(Data listing)
►

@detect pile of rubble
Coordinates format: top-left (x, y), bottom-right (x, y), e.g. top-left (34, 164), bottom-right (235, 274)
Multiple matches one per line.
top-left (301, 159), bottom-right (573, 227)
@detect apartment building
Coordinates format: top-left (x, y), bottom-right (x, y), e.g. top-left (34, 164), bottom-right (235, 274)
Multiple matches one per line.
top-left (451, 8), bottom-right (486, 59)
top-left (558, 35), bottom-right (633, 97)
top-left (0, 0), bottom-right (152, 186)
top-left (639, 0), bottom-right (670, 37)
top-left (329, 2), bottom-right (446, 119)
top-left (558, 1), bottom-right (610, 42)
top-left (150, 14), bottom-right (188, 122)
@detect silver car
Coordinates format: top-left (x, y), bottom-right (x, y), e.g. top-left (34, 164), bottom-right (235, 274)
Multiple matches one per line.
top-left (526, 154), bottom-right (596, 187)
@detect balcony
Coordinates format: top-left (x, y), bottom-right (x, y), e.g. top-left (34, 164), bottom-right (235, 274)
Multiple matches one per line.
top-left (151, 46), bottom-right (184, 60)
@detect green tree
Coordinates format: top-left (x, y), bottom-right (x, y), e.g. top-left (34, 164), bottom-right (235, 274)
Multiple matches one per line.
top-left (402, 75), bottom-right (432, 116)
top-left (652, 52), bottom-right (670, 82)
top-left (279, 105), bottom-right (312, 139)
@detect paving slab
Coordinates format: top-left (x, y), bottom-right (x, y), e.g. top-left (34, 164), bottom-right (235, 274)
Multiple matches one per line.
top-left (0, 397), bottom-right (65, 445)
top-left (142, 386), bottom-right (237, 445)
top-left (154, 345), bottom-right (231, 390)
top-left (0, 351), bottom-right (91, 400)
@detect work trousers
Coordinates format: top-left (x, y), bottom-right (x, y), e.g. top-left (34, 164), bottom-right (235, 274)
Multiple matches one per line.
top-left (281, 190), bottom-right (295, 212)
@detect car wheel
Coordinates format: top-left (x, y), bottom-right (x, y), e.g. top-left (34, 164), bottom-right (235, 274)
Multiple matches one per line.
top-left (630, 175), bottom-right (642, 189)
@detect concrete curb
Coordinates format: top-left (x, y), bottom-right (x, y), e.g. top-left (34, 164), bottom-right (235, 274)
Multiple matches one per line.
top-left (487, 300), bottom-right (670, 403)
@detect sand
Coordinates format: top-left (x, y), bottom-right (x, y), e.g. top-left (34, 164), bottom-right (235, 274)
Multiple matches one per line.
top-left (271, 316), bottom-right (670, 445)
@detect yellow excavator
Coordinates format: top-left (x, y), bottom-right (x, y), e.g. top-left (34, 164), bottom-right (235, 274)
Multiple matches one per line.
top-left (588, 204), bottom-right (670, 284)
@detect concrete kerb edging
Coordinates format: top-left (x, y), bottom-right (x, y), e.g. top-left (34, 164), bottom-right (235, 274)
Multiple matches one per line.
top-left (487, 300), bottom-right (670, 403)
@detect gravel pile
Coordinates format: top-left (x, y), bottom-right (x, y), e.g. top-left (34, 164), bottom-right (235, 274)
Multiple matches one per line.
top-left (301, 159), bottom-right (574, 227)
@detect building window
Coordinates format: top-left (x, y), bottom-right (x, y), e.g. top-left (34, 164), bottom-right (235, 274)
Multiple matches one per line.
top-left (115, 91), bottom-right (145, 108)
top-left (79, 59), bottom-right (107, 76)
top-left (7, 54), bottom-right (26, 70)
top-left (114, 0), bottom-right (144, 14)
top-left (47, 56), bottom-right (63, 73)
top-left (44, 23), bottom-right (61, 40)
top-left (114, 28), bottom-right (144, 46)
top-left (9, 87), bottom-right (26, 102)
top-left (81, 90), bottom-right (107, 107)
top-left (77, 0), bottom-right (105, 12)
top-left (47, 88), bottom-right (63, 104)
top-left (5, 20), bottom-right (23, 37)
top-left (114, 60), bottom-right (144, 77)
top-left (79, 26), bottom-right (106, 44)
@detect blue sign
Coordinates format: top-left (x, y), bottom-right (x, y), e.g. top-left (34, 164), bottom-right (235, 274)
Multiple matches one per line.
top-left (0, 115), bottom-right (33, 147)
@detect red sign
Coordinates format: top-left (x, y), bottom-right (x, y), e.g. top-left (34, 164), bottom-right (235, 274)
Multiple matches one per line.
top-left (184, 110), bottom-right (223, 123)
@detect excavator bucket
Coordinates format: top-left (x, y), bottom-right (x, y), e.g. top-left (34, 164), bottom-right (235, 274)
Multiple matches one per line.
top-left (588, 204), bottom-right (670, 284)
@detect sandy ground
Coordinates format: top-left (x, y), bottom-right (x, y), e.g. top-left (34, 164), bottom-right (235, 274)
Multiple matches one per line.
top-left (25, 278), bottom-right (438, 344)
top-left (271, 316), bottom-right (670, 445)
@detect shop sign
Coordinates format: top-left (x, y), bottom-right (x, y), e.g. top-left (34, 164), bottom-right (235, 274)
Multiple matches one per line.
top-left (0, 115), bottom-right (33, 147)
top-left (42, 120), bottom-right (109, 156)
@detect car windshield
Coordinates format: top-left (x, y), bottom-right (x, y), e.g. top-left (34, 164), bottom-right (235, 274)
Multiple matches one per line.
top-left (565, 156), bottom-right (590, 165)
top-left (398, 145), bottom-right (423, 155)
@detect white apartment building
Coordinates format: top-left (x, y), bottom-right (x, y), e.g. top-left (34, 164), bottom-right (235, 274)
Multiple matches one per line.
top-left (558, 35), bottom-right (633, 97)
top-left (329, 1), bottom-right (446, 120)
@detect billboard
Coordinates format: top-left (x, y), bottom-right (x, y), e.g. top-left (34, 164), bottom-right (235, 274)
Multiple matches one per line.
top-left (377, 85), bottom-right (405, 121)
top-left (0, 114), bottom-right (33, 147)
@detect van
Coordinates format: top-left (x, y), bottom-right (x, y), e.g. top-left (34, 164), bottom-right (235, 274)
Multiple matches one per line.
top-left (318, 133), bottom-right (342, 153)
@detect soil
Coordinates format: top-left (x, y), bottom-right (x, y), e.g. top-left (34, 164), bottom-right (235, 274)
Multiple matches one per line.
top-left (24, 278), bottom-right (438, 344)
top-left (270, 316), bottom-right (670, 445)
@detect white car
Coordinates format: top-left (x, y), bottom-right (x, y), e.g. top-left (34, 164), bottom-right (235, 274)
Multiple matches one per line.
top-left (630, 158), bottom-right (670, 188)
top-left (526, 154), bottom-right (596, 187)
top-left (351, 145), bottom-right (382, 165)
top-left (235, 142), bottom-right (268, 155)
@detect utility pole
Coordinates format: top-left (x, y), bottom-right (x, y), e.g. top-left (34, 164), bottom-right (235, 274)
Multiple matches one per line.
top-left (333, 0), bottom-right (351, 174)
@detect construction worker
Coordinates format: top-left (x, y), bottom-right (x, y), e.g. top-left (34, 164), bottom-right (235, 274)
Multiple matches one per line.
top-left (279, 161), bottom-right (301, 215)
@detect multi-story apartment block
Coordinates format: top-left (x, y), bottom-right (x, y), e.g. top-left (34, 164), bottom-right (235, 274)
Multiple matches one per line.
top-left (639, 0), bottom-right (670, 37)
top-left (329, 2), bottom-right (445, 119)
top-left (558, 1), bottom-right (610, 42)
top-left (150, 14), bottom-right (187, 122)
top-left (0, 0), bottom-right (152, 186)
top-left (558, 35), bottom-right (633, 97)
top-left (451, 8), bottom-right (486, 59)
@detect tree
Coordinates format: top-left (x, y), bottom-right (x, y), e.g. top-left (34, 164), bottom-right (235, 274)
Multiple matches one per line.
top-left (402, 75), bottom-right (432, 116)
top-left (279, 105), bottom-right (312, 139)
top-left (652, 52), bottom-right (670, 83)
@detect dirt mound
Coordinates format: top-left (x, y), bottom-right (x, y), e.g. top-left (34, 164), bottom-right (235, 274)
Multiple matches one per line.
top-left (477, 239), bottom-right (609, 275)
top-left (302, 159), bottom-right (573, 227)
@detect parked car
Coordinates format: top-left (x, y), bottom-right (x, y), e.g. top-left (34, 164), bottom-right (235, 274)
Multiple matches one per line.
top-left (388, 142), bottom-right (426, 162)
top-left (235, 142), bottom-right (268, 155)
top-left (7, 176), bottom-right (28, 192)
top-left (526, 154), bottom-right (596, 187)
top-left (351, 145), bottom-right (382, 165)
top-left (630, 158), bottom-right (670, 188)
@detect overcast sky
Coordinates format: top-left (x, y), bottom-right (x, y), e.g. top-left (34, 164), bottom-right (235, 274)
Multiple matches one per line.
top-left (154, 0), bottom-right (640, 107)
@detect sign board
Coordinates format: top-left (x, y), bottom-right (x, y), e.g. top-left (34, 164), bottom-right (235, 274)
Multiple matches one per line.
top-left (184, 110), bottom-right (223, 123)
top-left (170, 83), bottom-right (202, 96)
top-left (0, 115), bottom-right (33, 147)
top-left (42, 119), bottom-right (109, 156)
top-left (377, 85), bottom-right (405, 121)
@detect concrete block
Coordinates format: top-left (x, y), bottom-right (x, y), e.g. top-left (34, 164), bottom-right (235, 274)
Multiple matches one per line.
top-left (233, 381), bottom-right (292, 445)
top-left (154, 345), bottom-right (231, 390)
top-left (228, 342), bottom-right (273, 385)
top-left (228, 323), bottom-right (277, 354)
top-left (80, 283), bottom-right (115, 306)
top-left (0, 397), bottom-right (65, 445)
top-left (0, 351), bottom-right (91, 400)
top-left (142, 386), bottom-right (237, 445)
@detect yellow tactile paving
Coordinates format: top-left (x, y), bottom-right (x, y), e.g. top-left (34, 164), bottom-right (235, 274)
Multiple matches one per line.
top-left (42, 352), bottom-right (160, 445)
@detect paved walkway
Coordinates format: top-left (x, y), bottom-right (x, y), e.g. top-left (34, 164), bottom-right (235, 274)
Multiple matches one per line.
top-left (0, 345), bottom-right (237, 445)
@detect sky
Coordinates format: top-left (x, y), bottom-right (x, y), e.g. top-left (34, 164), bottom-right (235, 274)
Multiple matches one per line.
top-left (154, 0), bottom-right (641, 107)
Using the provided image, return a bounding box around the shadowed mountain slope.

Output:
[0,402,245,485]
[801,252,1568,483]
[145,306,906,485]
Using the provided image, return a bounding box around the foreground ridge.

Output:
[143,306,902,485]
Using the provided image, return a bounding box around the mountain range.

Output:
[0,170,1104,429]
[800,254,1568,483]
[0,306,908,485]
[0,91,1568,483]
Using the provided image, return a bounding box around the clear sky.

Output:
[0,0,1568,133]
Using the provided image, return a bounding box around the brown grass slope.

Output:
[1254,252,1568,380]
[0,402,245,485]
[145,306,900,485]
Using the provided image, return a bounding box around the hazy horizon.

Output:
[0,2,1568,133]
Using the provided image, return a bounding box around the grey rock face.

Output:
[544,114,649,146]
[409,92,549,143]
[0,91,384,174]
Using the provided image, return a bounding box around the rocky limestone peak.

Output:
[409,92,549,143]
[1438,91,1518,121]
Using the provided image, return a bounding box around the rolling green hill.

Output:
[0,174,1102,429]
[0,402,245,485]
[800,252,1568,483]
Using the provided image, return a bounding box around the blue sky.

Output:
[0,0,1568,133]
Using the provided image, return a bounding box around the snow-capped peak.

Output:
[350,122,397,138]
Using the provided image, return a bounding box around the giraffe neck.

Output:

◄

• **What you will do**
Pick out every line of the items that contains the word "concrete", treating uppercase and lowercase as different.

• **Solution**
@detect concrete curb
@detect concrete kerb edging
@detect concrete block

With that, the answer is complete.